Description of the task: Output each entry that follows exactly. Images stay out.

* begin Data in this exercise *

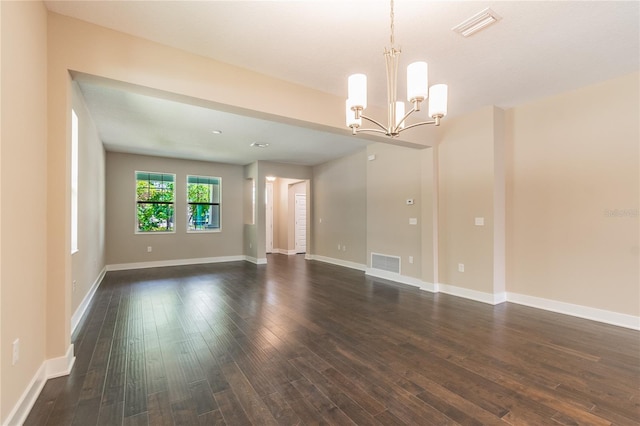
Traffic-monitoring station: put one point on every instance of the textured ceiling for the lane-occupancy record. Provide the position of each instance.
(537, 49)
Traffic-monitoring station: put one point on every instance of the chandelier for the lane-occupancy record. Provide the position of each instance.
(417, 91)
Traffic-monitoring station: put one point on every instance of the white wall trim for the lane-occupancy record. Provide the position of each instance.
(402, 279)
(338, 262)
(283, 251)
(257, 261)
(49, 369)
(595, 314)
(179, 262)
(82, 307)
(478, 296)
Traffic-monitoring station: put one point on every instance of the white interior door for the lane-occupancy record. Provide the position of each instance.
(269, 216)
(301, 223)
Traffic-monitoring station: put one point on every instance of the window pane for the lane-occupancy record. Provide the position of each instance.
(155, 196)
(203, 203)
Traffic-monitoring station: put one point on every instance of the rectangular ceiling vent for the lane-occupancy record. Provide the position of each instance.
(385, 263)
(477, 22)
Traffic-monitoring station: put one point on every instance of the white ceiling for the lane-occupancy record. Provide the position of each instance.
(538, 48)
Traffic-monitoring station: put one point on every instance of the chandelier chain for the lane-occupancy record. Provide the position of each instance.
(392, 38)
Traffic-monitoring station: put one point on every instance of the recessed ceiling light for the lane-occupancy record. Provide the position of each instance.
(477, 22)
(259, 145)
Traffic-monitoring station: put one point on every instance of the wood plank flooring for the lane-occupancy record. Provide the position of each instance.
(302, 342)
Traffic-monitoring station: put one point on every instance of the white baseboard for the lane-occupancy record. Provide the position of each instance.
(49, 369)
(478, 296)
(403, 279)
(338, 262)
(257, 261)
(178, 262)
(283, 251)
(600, 315)
(77, 315)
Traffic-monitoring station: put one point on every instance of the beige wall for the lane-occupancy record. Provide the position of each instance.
(125, 246)
(88, 262)
(250, 234)
(392, 178)
(340, 208)
(429, 214)
(466, 183)
(574, 164)
(23, 167)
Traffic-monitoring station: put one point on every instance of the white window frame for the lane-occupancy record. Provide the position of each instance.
(135, 194)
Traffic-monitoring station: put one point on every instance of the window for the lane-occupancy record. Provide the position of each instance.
(74, 181)
(203, 203)
(155, 195)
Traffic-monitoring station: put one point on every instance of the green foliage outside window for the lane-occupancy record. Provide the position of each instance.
(155, 197)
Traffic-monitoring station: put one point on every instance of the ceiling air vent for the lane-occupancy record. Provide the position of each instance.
(477, 22)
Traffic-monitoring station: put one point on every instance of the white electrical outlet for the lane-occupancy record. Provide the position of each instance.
(16, 352)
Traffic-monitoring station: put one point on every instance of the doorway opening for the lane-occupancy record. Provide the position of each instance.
(286, 216)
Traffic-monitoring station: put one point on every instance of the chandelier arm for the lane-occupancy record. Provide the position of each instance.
(407, 116)
(377, 123)
(422, 123)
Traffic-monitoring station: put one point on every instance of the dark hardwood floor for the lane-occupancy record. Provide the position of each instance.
(303, 342)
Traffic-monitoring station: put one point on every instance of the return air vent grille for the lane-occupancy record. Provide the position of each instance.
(476, 23)
(385, 263)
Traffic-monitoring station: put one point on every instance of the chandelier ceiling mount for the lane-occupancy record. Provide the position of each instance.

* end Data in this exercise *

The output:
Traffic-monitoring station: put one point on every instance of the textured ceiling for the lane-occupancy record. Provide the position of each instance.
(537, 49)
Traffic-monitoring station: put one point on every instance of the chandelier for the lane-occupancy record. Provide the position of each instance.
(417, 91)
Traffic-monitoring station: put one point on every instance of the white wall trim for the lane-occupancy record. Provide the position of each instance.
(402, 279)
(338, 262)
(283, 251)
(257, 261)
(49, 369)
(595, 314)
(179, 262)
(82, 307)
(478, 296)
Traffic-monitoring station: put one point on every instance of the white interior door for the lane-occupancy record. Provide the position of each instance.
(269, 216)
(301, 223)
Traffic-monitoring station: put one point on every instance of the window pane for the lane-occupancy record. Provide the position of each instance.
(155, 196)
(203, 203)
Traffic-monitoring station: put one point on every instance of the rectangular ceiling vent for the lane-occupancy record. Provide the position of each instance.
(385, 263)
(477, 22)
Traffic-monitoring station: put one point on every instance of the white ceiling for the lane-occupancy record. Provide the position of each instance.
(538, 48)
Traffic-monitoring station: put one point on every instance of the chandelier chain for the lane-occupancy record. Provide the position of each instance.
(392, 38)
Traffic-monitoring station: put one point on every instance of the recessed ceiling light for the lane-occupancy record. Provide the position of each instance.
(477, 22)
(259, 145)
Traffic-monitoring station: put one point on every instance of the wood plank flooring for the lane-occupancy record. Provide the position of each instance.
(302, 342)
Traffic-monitoring station: put one point on every instance of the white baseboard for the lane-occupancy record. Provide the position of each instance.
(49, 369)
(478, 296)
(403, 279)
(338, 262)
(257, 261)
(178, 262)
(283, 251)
(600, 315)
(77, 315)
Traffic-monitoring station: put one point on every instance of the beige wall for the lane-occupancy record. Provide the position of each instance.
(125, 246)
(88, 262)
(250, 234)
(392, 178)
(340, 208)
(429, 214)
(466, 183)
(574, 164)
(23, 167)
Traffic-monitoring station: put one point on every instance of the white window frame for the lane-occupancy record. Provide the position of each instance.
(135, 194)
Traffic-monitoring station: put one point on every instance of the window for the lane-occupancy record. Provide the position of each instance.
(74, 181)
(203, 203)
(155, 195)
Traffic-monitoring station: put one point on every instance of the green foliage outside window for the lane-occupancy record. Provide the position of each instance.
(155, 197)
Traffic-monitoring station: put one point on every instance of the ceiling air vent for the lane-occupancy record. Provide the position of each instance.
(477, 22)
Traffic-monitoring station: put one point on every instance of the white electrical outlet for the lane-occupancy record. Provide the position of each instance.
(16, 352)
Traffic-monitoring station: put one point on every instance of the doorway opening for the lane-occupancy record. Provide the position of each instance.
(286, 216)
Traffic-monitoring station: put one point on every instance of the chandelier arm for the lane-occupancy record. Provide the position of each instance.
(407, 116)
(377, 123)
(422, 123)
Traffic-monitoring station: put one point on every instance of the dark hardwood floor for the lane-occupancy record. Provide the position of each instance.
(303, 342)
Traffic-monitoring station: put one point on every instance of the return air vent grille for the lane-occupancy record. Provide the position of each instance.
(476, 23)
(385, 263)
Traffic-monitoring station: put one point on every instance of the chandelier ceiling mount for the lane-occupancy record. Provide the position of each instance.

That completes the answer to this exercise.